Instructions for the task:
Each entry should be copied as it stands, leaving the pictures behind.

Start of Data supplied

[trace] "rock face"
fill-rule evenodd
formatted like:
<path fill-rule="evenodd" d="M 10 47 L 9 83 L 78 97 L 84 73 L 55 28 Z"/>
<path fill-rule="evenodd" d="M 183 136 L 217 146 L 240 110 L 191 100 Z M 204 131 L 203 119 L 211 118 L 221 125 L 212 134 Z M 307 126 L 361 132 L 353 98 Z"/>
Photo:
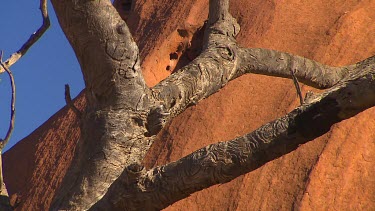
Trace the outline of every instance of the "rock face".
<path fill-rule="evenodd" d="M 199 52 L 207 0 L 137 0 L 128 23 L 147 83 L 155 85 Z M 244 47 L 270 48 L 346 65 L 375 55 L 375 1 L 232 0 Z M 192 40 L 193 39 L 193 40 Z M 302 86 L 303 92 L 311 90 Z M 84 96 L 76 99 L 84 108 Z M 158 135 L 151 167 L 207 144 L 248 133 L 298 105 L 291 80 L 246 75 L 190 107 Z M 374 210 L 375 108 L 322 137 L 166 210 Z M 79 138 L 62 109 L 4 155 L 5 181 L 17 210 L 47 210 Z"/>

End of Data supplied

Your response:
[trace] "rock face"
fill-rule evenodd
formatted like:
<path fill-rule="evenodd" d="M 10 47 L 9 83 L 78 97 L 84 73 L 55 28 Z"/>
<path fill-rule="evenodd" d="M 183 136 L 217 146 L 240 110 L 191 100 Z M 204 131 L 203 119 L 211 118 L 221 125 L 212 134 Z M 307 126 L 361 132 L 353 98 Z"/>
Photo:
Trace the outline of every instance of the "rock face".
<path fill-rule="evenodd" d="M 199 52 L 207 0 L 137 0 L 128 23 L 147 83 L 155 85 Z M 244 47 L 270 48 L 346 65 L 375 55 L 375 1 L 232 0 Z M 192 40 L 193 39 L 193 40 Z M 302 86 L 303 92 L 311 90 Z M 84 96 L 76 99 L 84 108 Z M 158 135 L 151 167 L 207 144 L 248 133 L 298 105 L 291 80 L 246 75 L 190 107 Z M 374 210 L 375 108 L 322 137 L 166 210 Z M 79 138 L 62 109 L 4 155 L 5 181 L 17 210 L 47 210 Z"/>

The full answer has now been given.